═════ Data for the task

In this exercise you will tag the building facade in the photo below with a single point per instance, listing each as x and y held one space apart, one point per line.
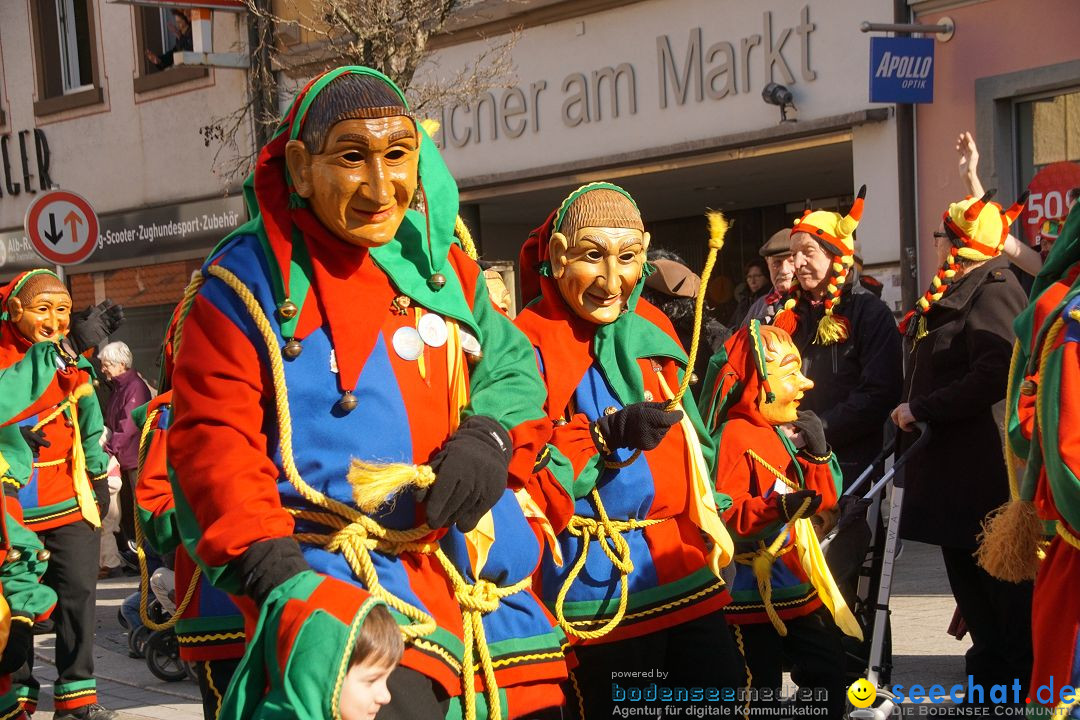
84 108
665 97
1011 77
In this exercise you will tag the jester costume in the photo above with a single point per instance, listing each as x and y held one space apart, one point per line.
635 574
210 627
296 667
781 581
300 357
55 492
1043 434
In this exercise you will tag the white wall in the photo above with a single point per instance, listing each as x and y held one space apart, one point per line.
132 151
827 66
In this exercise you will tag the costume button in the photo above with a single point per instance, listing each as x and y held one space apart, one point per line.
292 349
287 310
348 402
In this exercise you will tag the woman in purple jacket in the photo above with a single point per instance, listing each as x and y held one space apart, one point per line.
129 392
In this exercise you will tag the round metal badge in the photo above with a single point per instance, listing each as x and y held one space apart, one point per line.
432 329
407 343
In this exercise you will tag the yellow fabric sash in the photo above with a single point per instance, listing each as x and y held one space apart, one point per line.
702 504
83 491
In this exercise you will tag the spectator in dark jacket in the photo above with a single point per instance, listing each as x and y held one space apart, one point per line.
960 341
848 339
129 392
777 253
184 42
757 285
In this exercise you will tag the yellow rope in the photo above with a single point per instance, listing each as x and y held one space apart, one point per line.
144 573
461 231
618 552
760 561
718 228
750 676
1010 454
356 534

══════════

- To do
The expected answer is an exact copy of the lines beginning at the one with "In this exercise you will tag the yellow rope" and running to the end of the entries above.

- Reply
In this exercise you will tag the yellow rope in the photo above with a single point per instance, listing each as x and y held one space apart, one point per line.
144 573
461 231
618 552
760 561
718 228
750 676
1010 454
356 534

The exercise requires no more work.